(What you need to do)
Copy the listing starting with the line that contains "task | indicate the shop" and going on through the end of the listing, keeping every request line unchanged. In the answers only, shift each coordinate by adding 17 to it.

===== Supplied material

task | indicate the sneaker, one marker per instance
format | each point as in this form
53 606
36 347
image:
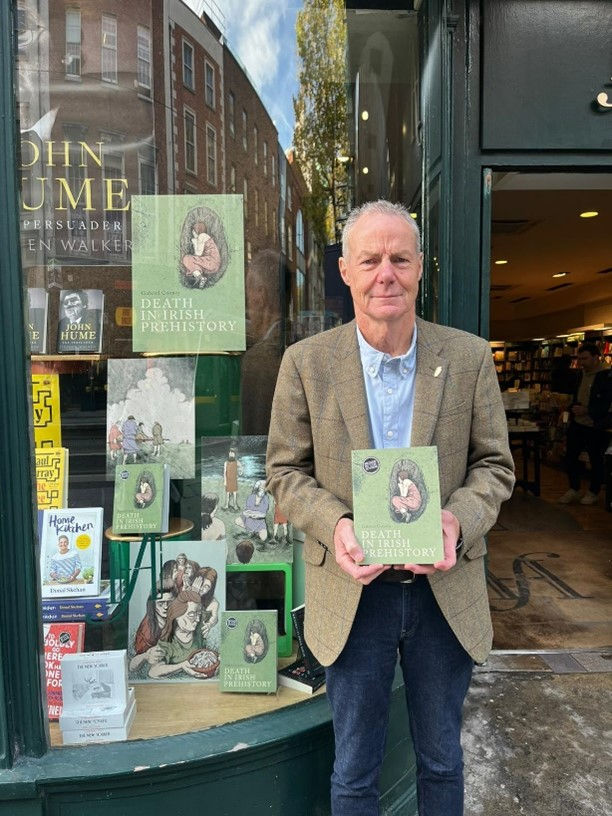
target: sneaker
569 497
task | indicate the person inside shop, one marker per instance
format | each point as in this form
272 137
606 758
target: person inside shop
587 428
390 379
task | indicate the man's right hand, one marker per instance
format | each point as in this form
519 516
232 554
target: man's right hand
349 554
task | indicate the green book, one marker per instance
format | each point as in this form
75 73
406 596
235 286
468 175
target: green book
188 273
248 651
396 505
142 496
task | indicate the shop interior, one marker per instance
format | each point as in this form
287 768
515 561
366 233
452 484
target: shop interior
551 291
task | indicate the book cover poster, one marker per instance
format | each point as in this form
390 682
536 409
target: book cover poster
396 505
46 411
140 500
81 313
188 273
176 635
38 307
150 414
235 504
71 552
248 651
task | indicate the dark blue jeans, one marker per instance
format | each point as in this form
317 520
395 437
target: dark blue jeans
404 619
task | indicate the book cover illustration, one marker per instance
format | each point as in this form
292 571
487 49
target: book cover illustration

==========

(Answer to this task)
task | indicate the shop interior, one marker per instance
format | each point as in this form
287 768
515 561
366 233
452 484
target: shop interior
568 308
task | indicate the book cover poster, one marker per instance
format | each point as in this form
390 682
536 409
target: book cover poster
413 522
63 428
157 517
98 330
205 290
193 652
55 324
167 431
252 521
88 569
265 668
task | indicate the dark blue jeans, one marker per instance
format | each point as in this form
317 520
395 437
target: dark blue jeans
421 636
task | indicate the book cover illustration, one marker per instance
format | each point as in this form
292 571
487 49
target: book cover illustration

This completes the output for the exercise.